▶ [SUPPLIED RECORDS]
## start
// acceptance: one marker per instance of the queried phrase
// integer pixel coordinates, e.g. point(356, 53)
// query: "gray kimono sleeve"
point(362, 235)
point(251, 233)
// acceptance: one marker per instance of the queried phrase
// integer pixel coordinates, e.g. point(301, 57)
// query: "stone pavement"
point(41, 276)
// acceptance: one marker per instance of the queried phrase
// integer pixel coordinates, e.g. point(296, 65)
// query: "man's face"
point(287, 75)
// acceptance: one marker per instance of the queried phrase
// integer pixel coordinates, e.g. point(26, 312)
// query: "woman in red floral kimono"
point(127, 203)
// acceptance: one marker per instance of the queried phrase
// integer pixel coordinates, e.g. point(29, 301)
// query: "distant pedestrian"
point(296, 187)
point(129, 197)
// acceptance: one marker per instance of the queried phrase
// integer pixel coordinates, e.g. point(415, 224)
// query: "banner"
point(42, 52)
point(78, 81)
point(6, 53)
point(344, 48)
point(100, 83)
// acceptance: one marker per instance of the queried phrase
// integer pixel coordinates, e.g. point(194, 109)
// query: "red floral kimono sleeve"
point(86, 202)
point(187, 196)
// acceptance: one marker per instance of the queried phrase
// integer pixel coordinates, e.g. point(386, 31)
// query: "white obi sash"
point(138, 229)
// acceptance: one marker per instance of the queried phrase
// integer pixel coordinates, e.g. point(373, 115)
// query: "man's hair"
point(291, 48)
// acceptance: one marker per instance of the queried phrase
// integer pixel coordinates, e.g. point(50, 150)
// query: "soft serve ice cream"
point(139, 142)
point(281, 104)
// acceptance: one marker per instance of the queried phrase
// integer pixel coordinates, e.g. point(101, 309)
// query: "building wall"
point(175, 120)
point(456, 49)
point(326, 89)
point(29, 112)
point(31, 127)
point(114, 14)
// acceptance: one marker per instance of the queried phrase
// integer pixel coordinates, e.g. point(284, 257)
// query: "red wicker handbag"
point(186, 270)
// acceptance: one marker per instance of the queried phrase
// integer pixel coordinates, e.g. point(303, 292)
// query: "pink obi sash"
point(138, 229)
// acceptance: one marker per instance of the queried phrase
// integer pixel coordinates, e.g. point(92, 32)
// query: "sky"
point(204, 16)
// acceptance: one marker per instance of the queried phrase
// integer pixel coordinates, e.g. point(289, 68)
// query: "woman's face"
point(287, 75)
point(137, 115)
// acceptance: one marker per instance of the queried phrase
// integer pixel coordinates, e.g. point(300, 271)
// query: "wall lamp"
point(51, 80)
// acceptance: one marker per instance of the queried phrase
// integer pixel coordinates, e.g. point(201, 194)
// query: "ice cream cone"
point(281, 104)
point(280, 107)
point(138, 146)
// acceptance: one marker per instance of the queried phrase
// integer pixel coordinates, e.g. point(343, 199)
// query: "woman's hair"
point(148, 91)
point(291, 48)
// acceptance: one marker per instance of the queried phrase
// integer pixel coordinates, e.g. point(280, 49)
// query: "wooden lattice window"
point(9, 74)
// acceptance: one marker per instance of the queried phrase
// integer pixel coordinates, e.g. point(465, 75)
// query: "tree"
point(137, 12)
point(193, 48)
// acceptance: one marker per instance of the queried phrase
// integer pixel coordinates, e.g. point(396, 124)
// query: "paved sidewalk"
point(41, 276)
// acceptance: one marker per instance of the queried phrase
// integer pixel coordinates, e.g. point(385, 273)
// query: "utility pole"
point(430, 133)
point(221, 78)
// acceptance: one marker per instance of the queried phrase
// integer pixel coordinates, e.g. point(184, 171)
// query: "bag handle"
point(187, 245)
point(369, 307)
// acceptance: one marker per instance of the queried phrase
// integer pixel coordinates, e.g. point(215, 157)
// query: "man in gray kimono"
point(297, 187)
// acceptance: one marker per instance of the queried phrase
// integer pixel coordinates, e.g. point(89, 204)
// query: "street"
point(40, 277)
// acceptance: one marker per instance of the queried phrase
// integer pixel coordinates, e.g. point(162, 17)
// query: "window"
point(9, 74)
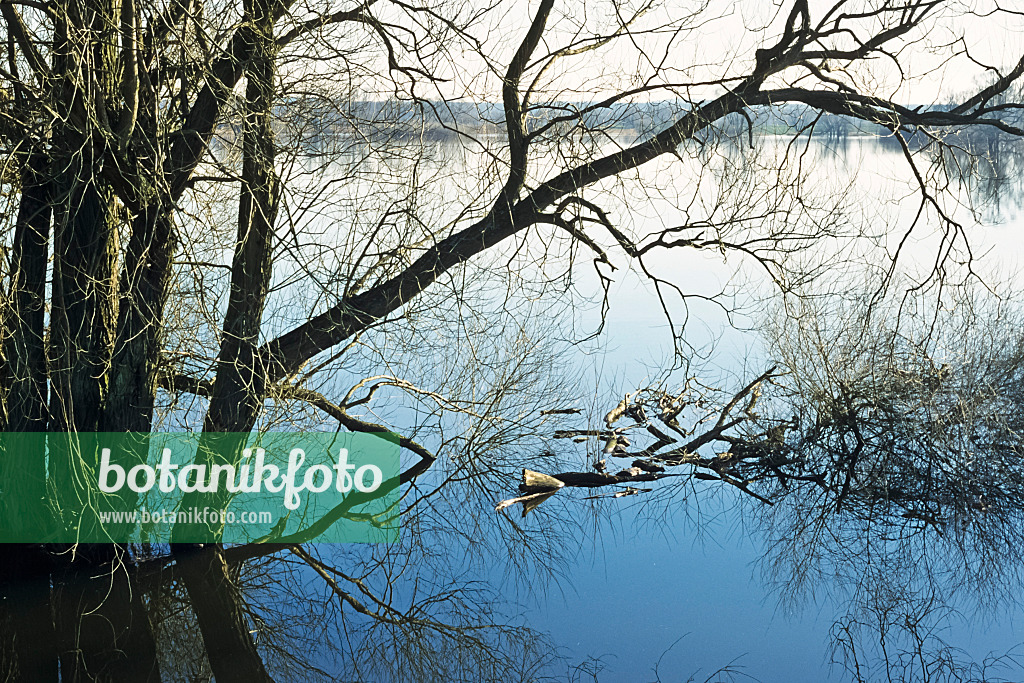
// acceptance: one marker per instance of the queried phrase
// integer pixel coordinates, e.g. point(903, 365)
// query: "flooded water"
point(677, 583)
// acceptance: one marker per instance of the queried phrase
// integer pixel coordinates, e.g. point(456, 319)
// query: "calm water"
point(636, 584)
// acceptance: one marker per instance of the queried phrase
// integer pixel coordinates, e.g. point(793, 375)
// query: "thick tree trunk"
point(241, 385)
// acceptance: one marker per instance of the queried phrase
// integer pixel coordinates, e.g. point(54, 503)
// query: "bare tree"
point(129, 132)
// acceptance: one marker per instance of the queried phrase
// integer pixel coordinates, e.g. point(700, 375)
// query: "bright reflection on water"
point(676, 583)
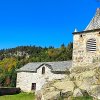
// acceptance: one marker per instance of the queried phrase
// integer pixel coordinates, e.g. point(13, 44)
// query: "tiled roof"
point(95, 22)
point(55, 66)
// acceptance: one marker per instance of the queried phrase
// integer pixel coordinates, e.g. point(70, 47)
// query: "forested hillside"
point(14, 58)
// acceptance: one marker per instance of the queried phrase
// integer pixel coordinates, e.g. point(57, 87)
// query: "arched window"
point(43, 70)
point(91, 45)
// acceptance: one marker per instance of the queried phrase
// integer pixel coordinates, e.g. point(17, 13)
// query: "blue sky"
point(43, 22)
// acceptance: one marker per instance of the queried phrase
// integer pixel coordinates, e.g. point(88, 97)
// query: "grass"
point(78, 98)
point(21, 96)
point(83, 98)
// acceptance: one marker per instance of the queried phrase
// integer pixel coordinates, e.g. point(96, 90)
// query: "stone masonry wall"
point(25, 79)
point(82, 57)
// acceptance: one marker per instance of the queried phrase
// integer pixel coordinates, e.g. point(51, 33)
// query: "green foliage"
point(21, 96)
point(14, 58)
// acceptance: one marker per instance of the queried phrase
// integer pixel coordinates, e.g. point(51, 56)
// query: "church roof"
point(60, 66)
point(95, 22)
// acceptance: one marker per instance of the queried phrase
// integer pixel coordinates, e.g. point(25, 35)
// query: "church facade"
point(33, 76)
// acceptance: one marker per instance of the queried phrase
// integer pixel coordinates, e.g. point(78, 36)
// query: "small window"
point(81, 35)
point(33, 86)
point(91, 45)
point(43, 70)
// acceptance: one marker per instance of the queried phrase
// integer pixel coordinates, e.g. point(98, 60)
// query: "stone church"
point(86, 50)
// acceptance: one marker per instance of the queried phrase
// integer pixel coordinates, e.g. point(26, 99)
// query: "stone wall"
point(25, 79)
point(82, 57)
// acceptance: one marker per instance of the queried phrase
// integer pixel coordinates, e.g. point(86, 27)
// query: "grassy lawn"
point(83, 98)
point(21, 96)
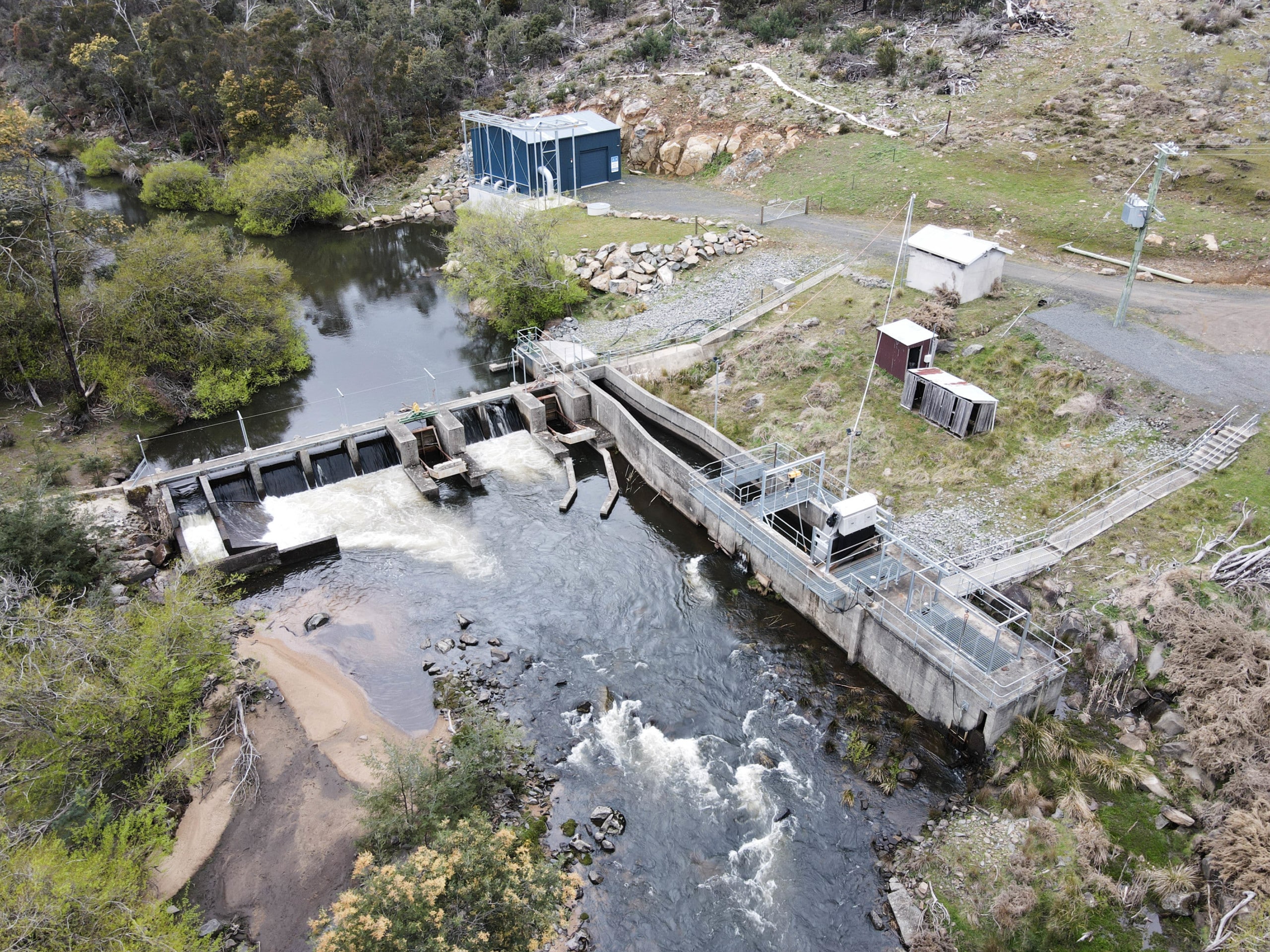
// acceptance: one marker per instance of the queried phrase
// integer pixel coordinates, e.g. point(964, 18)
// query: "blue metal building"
point(543, 157)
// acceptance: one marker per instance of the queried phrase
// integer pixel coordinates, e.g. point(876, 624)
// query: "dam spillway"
point(960, 654)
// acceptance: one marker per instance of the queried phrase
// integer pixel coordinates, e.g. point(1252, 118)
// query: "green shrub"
point(652, 45)
point(475, 890)
point(93, 892)
point(102, 158)
point(774, 26)
point(192, 323)
point(108, 695)
point(887, 58)
point(417, 790)
point(181, 187)
point(508, 262)
point(289, 186)
point(48, 541)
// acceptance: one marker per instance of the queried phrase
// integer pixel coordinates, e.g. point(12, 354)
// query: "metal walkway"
point(1214, 450)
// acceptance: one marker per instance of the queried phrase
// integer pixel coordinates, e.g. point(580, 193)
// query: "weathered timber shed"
point(954, 259)
point(905, 346)
point(949, 402)
point(543, 157)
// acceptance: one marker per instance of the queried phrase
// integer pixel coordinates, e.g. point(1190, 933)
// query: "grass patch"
point(812, 380)
point(1042, 203)
point(574, 229)
point(1130, 821)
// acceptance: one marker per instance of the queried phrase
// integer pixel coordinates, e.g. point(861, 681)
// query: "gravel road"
point(1230, 320)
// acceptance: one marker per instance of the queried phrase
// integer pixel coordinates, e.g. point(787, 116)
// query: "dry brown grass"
point(1012, 905)
point(1222, 665)
point(1241, 848)
point(935, 316)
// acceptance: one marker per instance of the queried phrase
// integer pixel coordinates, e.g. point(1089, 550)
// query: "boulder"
point(670, 153)
point(1170, 724)
point(1152, 785)
point(1176, 817)
point(906, 910)
point(132, 572)
point(317, 620)
point(1198, 778)
point(698, 151)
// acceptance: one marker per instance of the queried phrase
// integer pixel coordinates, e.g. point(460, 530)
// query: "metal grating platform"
point(965, 639)
point(876, 573)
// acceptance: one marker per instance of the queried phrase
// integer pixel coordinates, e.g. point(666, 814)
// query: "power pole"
point(1140, 215)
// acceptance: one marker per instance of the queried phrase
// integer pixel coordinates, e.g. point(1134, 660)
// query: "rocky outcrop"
point(634, 268)
point(437, 203)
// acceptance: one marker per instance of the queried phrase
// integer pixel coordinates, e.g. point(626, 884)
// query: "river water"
point(717, 717)
point(378, 323)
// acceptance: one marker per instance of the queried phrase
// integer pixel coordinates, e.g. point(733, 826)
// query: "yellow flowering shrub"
point(473, 890)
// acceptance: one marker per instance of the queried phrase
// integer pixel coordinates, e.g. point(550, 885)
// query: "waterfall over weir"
point(378, 455)
point(470, 418)
point(284, 480)
point(504, 418)
point(332, 468)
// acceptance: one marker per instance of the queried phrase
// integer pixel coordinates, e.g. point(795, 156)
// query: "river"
point(717, 720)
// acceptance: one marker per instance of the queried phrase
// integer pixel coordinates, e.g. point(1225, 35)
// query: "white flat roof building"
point(954, 259)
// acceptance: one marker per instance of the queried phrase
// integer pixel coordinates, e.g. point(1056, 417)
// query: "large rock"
point(134, 572)
point(1170, 724)
point(698, 151)
point(644, 141)
point(906, 910)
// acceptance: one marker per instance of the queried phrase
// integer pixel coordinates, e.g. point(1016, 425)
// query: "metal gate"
point(784, 210)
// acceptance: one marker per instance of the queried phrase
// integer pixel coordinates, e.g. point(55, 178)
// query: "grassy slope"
point(1040, 202)
point(901, 455)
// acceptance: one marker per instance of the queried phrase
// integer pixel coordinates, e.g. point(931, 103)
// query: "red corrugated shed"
point(903, 346)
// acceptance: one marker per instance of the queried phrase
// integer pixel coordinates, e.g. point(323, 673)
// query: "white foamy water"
point(202, 538)
point(517, 457)
point(381, 511)
point(699, 587)
point(648, 757)
point(622, 738)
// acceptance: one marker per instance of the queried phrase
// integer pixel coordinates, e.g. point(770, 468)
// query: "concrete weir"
point(962, 662)
point(952, 648)
point(210, 504)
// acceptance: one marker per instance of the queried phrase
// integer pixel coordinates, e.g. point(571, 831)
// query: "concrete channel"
point(997, 665)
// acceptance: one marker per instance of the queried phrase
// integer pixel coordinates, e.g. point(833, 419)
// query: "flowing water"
point(648, 677)
point(380, 328)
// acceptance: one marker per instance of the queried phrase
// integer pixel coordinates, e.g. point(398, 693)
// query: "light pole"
point(717, 393)
point(1140, 215)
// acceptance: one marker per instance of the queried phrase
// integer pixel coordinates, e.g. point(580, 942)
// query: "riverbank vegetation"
point(101, 711)
point(466, 881)
point(185, 321)
point(506, 267)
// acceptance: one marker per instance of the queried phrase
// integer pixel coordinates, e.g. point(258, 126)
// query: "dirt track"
point(290, 853)
point(1221, 318)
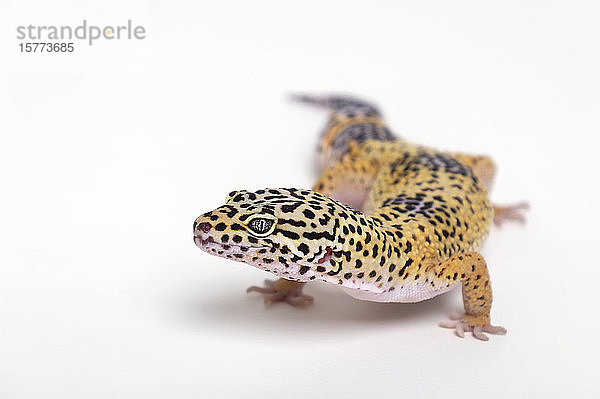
## end
▶ [WORK TO DO]
Copy the listing verbatim, starting at its first line and ending at the line that contains "point(100, 83)", with both of those lines included.

▶ [CORRECT OUTPUT]
// acceptance: one marker per instance of the queried phrase
// integer pixel coordinates, e.g. point(356, 53)
// query: "gray kimono sleeve"
point(362, 235)
point(251, 233)
// acceptance: one marker per instance of the queried phrase
// integer pixel coordinates, e.g. point(301, 57)
// query: "stone pavement"
point(41, 276)
// acceptance: one marker per instance of the queried phrase
// integer pixel coordinates, e.g. point(296, 65)
// query: "man's face"
point(287, 75)
// acceptance: one marker per instance of the queried phrase
// integer pixel coordinates, e.g. point(26, 312)
// query: "woman in red floral kimono"
point(127, 203)
// acceptance: one marker per instance of the queried phrase
// integer pixel coordinates, e.g. point(29, 301)
// query: "distant pedestrian"
point(296, 187)
point(129, 197)
// acceptance: one marker per instance of the queried phrase
// integer pixel coordinates, e.g. point(415, 224)
// query: "banner"
point(42, 52)
point(78, 81)
point(6, 53)
point(344, 48)
point(100, 83)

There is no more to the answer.